These cartoons don't defend free speech, they threaten it

By Simon Jenkins (From Times Online of Sunday February 05, 2006)

I think, therefore I am, said the philosopher. Fine. But I think, therefore I speak? No way. Nobody has an absolute right to freedom. Civilisation is the story of humans sacrificing freedom so as to live together in harmony. We do not need Hobbes to tell us that absolute freedom is for newborn savages. All else is compromise.
Should a right-wing Danish newspaper have carried the derisive images of Muhammad? No. Should other newspapers have repeated them and the BBC teasingly "flashed" them to prove its free-speech virility? No. Should governments apologise for them or ban them from repeating the offence? No, but that is not the issue.
A newspaper is not a monastery, its mind blind to the world and deaf to reaction. Every inch of published print reflects the views of its writers and the judgment of its editors. Every day newspapers decide on the balance of boldness, offence, taste, discretion and recklessness. They must decide who is to be allowed a voice and who not. They are curbed by libel laws, common decency and their own sense of what is acceptable to readers. Speech is free only on a mountain top; all else is editing.
Despite Britons' robust attitude to religion, no newspaper would let a cartoonist depict Jesus Christ dropping cluster bombs, or lampoon the Holocaust. Pictures of bodies are not carried if they are likely to be seen by family members. Privacy and dignity are respected, even if such restraint is usually unknown to readers. Over every page hovers a censor, even if he is graced with the title of editor.
To imply that some great issue of censorship is raised by the Danish cartoons is nonsense. They were offensive and inflammatory. The best policy would have been to apologise and shut up. For Danish journalists to demand "Europe-wide solidarity" in the cause of free speech and to deride those who are offended as "fundamentalists . . . who have a problem with the entire western world" comes close to racial provocation. We do not go about punching people in the face to test their commitment to non-violence. To be a European should not involve initiation by religious insult.
Many people seem surprised that a multicultural crunch should have come over religion rather than race. Most incoming migrants from the Muslim world are in search of work and security. They have accepted racial discrimination and cultural subordination as the price of admission. Most Europeans, however surreptitiously, regard that subordination as reasonable.
What Muslims did not expect was that admission also required them to tolerate the ridicule of their faith and guilt by association with its wildest and most violent followers in the Middle East. Islam is an ancient and dignified religion. Like Christianity its teaching can be variously interpreted and used for bloodthirsty ends, but in itself Islam has purity and simplicity. Part of that purity lies in its abstraction and part of that abstraction is an aversion to icons.
The Danes must have known that a depiction of Allah as human or the prophet Muhammad as a terrorist would outrage Muslims. It is plain dumb to claim such blasphemy as just a joke concordant with the western way of life. Better claim it as intentionally savage, since that was how it was bound to seem. To adapt Shakespeare, what to a Christian "is but a choleric word", to a Muslim is flat blasphemy.
Of all the casualties of globalism, religious sensibility is the most hurtful. I once noticed in Baghdad airport an otherwise respectable Iraqi woman go completely hysterical when an American guard set his sniffer dog, an "unclean" animal, on her copy of the Koran. The soldier swore at her: "Oh for Christ's sake, shut up!" She was baffled that he cited Christ in defence of what he had done.

◆ **Records**
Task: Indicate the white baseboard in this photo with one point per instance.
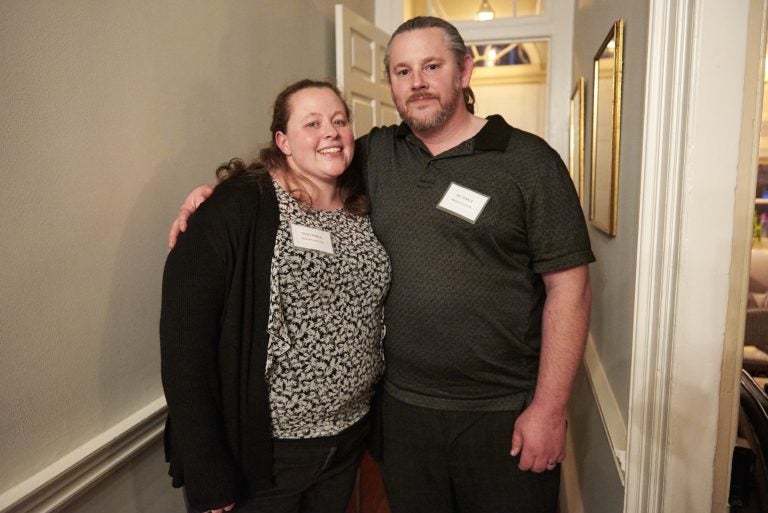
(65, 479)
(610, 413)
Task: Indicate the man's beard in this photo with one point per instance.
(423, 121)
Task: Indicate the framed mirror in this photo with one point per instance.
(606, 131)
(576, 138)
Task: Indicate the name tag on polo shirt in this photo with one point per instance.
(305, 237)
(463, 202)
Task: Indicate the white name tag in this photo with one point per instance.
(305, 237)
(462, 202)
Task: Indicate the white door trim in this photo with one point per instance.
(691, 148)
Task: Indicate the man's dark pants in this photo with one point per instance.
(437, 461)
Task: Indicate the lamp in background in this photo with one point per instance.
(485, 12)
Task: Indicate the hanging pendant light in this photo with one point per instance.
(485, 12)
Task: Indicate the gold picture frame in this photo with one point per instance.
(606, 131)
(576, 138)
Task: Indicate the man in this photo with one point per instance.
(489, 304)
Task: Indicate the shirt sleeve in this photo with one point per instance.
(557, 232)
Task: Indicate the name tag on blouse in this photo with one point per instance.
(305, 237)
(463, 202)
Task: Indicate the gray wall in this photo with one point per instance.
(112, 111)
(613, 275)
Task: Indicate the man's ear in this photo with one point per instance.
(282, 142)
(466, 72)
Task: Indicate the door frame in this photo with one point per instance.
(689, 289)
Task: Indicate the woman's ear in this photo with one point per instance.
(282, 142)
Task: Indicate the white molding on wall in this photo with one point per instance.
(66, 478)
(610, 413)
(664, 147)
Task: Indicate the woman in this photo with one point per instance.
(271, 322)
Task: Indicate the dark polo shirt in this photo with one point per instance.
(464, 309)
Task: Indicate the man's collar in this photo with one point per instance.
(493, 136)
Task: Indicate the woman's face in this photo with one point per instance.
(318, 141)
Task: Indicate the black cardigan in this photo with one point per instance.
(213, 339)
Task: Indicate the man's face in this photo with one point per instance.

◆ **Exercise**
Take the opinion column on the Danish cartoons further, picking up after its last sentence. The records have no connection to the text.

◆ **Response to this exercise**
Likewise, to an American or British soldier, forcibly entering the women's quarters of an Arab house at night is normal peacekeeping. To an Arab it is abhorrent, way beyond any pale. Nor do Muslims understand the West's excusing such actions, as does Tony Blair, by comparing them favourably with those of Saddam Hussein, as if Saddam were the benchmark of international behaviour.
It is clearly hard for westerners to comprehend the dismay these gestures cause Muslims. The question is not whether Muslims should or should not "grow up" or respect freedom of speech. It is whether we truly want to share a world in peace with those who have values and religious beliefs different from our own. The demand by foreign journalists that British newspapers compound their offence shows that moral arrogance is as alive in the editing rooms of northern Europe as in the streets of Falluja. That causing religious offence should be regarded a sign of western machismo is obscene.
The traditional balance between free speech and respect for the feelings of others is evidently becoming harder to sustain. The resulting turbulence can only feed the propaganda of the right to attack or expel immigrants and those of alien culture. And it can only feed the appetite of government to restrain free speech where it really matters, as in criticising itself.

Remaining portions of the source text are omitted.